Document segment section start

Washington – The federal government didn’t exhaust all its options before it committed tens of billions of taxpayers’ dollars to bail out the American International Group during the height of the 2008 financial collapse, according to a new report from a congressional watchdog panel.

The Congressional Oversight Panel, which was created to monitor the spending in the 2008 bank bailout bill known as the Troubled Asset Relief Program, or TARP, detailed in its latest monthly report the government’s extraordinary rescue of AIG and its lingering effects on taxpayers and the financial markets.

AIG, once one of the largest and most successful insurance companies in the world, collapsed in 2008 when it couldn’t meet the collateral demands of its customers. The firm, the oversight panel said, had an “insatiable appetite for risk” but a “blindness to its own liabilities.”

When it was clear that AIG was going to collapse, the Federal Reserve and the Treasury Department stepped in to save it. The government provided more than $100 billion in assistance, and the oversight report says it’s unclear whether taxpayers will ever be repaid in full.

McClatchy reported Tuesday that then-Treasury Secretary Henry Paulson and senior Federal Reserve officials pushed the rescue either without understanding AIG’s financial situation and the risks it posed to taxpayers — or were less than candid about one of the largest corporate bailouts in U.S. history.

In addition, McClatchy reported that AIG, the company through which more than $90 billion in federal money flowed out the back door to some of the same Wall Street banks whose risky behavior fueled the nation’s financial crisis, is now being accused of short-changing its customers.

Attorneys for hundreds of injured workers say AIG is dragging out insurance payments that their clients need to cover home mortgages, failing to pay full compensation benefits and refusing to pay medical bills.

A key finding of oversight panel’s new report is that the government “failed to exhaust all options” before committing the first $85 billion to the AIG rescue.

The government has said — and said again Wednesday in response to the report — that it was under extraordinary pressure and had to move quickly to prevent the chaos that would have resulted from a meltdown of AIG, which was linked to major financial firms around the world.

Elizabeth Warren, the Harvard professor who chairs the oversight panel, said the panel doesn’t agree with that all-or-nothing conclusion.

“The panel rejects that analysis,” she said in a conference call Wednesday. “Time was short in part because of the decisions that had been made over the preceding three days and the preceding three months.”

Document segment section end
Dataset records section start

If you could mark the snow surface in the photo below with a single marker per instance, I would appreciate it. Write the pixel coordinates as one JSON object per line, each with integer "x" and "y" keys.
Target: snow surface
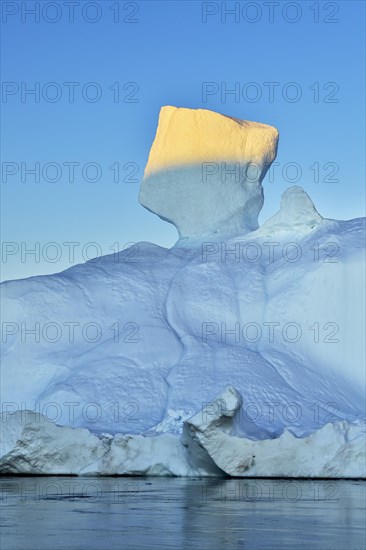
{"x": 35, "y": 445}
{"x": 135, "y": 343}
{"x": 205, "y": 170}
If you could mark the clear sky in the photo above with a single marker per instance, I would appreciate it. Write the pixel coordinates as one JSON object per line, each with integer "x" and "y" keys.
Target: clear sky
{"x": 102, "y": 70}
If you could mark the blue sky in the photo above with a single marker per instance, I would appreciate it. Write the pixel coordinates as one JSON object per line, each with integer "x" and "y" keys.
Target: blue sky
{"x": 154, "y": 54}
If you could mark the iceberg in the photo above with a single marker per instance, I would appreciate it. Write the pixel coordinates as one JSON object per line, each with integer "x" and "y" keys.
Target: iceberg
{"x": 106, "y": 365}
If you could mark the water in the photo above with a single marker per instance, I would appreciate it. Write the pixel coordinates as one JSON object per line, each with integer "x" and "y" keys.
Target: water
{"x": 73, "y": 513}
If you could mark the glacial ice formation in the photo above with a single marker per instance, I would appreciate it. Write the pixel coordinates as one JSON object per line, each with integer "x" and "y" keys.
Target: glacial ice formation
{"x": 35, "y": 445}
{"x": 205, "y": 170}
{"x": 134, "y": 344}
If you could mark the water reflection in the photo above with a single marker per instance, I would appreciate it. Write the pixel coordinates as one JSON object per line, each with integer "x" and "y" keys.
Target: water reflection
{"x": 73, "y": 513}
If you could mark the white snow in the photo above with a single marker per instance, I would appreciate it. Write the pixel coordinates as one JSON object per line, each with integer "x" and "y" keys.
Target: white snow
{"x": 133, "y": 346}
{"x": 205, "y": 170}
{"x": 34, "y": 445}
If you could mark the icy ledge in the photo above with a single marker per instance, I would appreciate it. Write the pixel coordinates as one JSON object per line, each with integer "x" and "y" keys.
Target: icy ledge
{"x": 35, "y": 445}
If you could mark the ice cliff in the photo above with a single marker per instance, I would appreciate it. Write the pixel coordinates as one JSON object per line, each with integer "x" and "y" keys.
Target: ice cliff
{"x": 117, "y": 357}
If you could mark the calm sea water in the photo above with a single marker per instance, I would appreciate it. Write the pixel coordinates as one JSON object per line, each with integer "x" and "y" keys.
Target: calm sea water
{"x": 72, "y": 513}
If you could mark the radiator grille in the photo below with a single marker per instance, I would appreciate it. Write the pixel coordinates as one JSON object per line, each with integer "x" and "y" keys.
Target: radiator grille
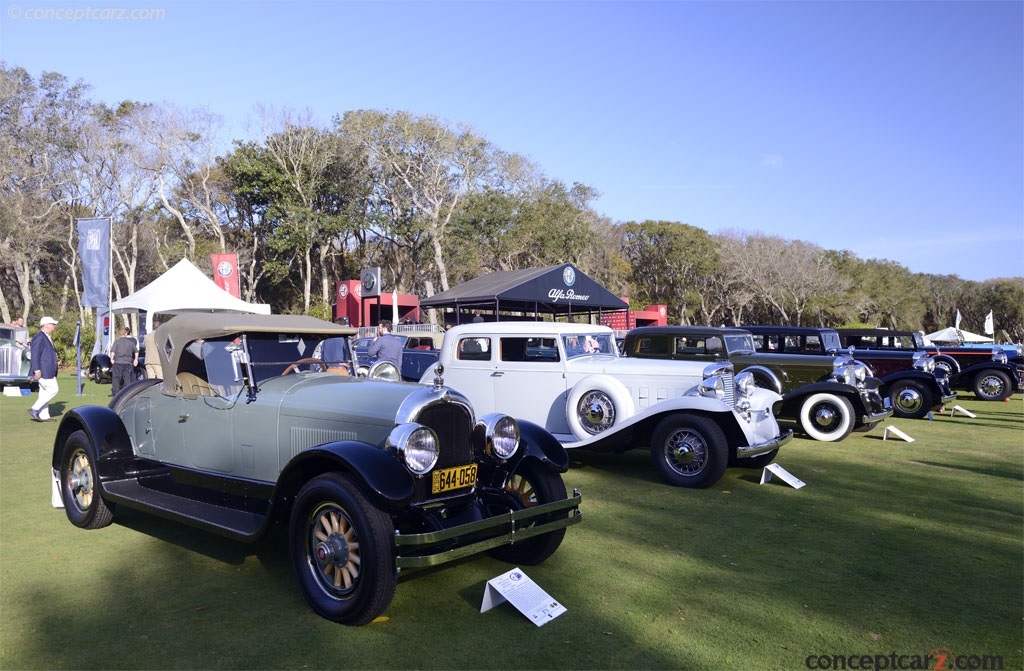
{"x": 453, "y": 424}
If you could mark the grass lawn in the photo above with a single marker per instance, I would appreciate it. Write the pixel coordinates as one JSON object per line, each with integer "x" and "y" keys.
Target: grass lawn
{"x": 892, "y": 547}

Dataset records section end

• **Activities**:
1. In the article on the AIG bailout, who chairs the oversight panel?
2. Continue the article on the AIG bailout after its last paragraph.

• **Answers to each task**:
1. Elizabeth Warren, a Harvard professor.

2.
As early as the summer of 2008, for example, there were signs that AIG was in serious trouble. The government could have acted earlier and more aggressively to organize a private rescue of AIG, but it was focused on another company at the time and left AIG to try to arrange its own private financing.

Treasury spokesman Andrew Williams countered that it’s “easy to speculate about how things might have been done differently, had there been more time.”

However, he added, the “choices and tools available to the government were extremely limited and the potential outcomes were deeply uncertain. At that perilous moment, we took the actions that were most likely to protect American families and businesses from a catastrophic failure of another financial firm and an accelerating panic.”

He also said that “we learn nothing new from this report,” and that the Treasury Department “has spent more time in meetings with (the oversight panel) answering questions about the decisions made on September 15 (2008) than the government had to make those decisions.”

In a statement, the Federal Reserve said, ““We respectfully disagree with the view that there were any better alternatives that were workable in the extreme circumstances of the time — in the middle of the worst financial panic in modern history. Our decision to use the emergency lending authority granted by Congress fully protected taxpayers, who are even now being repaid by AIG.””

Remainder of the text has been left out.